(Data to process):
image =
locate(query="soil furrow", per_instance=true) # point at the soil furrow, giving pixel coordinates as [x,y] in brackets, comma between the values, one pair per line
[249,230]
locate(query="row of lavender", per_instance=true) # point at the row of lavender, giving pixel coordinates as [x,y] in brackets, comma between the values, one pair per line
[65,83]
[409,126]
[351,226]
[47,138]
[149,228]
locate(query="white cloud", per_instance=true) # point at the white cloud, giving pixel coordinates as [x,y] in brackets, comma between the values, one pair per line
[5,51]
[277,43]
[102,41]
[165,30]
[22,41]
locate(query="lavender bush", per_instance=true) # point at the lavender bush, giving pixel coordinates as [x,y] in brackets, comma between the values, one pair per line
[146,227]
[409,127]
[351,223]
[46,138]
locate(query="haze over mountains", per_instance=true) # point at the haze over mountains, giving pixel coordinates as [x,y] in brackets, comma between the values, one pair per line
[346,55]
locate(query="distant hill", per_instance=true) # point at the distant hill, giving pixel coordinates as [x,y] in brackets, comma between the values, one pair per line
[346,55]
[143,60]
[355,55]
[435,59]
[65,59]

(Exercise): Please set down all of the data above again, matching it exactly.

(Exercise solution):
image =
locate(query="soil furrow", per_instance=true) # point at the soil furrow, giving pixel coordinates as [x,y] in brackets, comma between the values, one pair per line
[249,230]
locate(query="row of lavender", per_instance=true) # point at the row of lavender, giving pixel coordinates as [x,y] in brackets, comma between the values, one pair per line
[65,83]
[409,126]
[351,226]
[47,138]
[149,228]
locate(query="white cloud", per_instance=true) # point at the white cloud, giving pixel coordinates as [x,y] in brackets, comma between the values, one pair per line
[5,51]
[277,43]
[102,41]
[165,30]
[22,41]
locate(query="lavender bush", per_instance=true) # point at the lavender bush, giving pixel coordinates as [x,y] in brackets, comma between the values, one pair per line
[146,227]
[409,127]
[351,223]
[46,138]
locate(query="haze over mountains", per_instance=true) # point at the haze over mountains, giving pixel coordinates as [x,y] in brackets, comma between the values, one pair per line
[346,55]
locate(query="distant hill", per_instance=true) # point at the distant hill, giving pixel coordinates as [x,y] in brackets, comma between the values, one pair per line
[346,55]
[143,60]
[355,55]
[435,59]
[65,59]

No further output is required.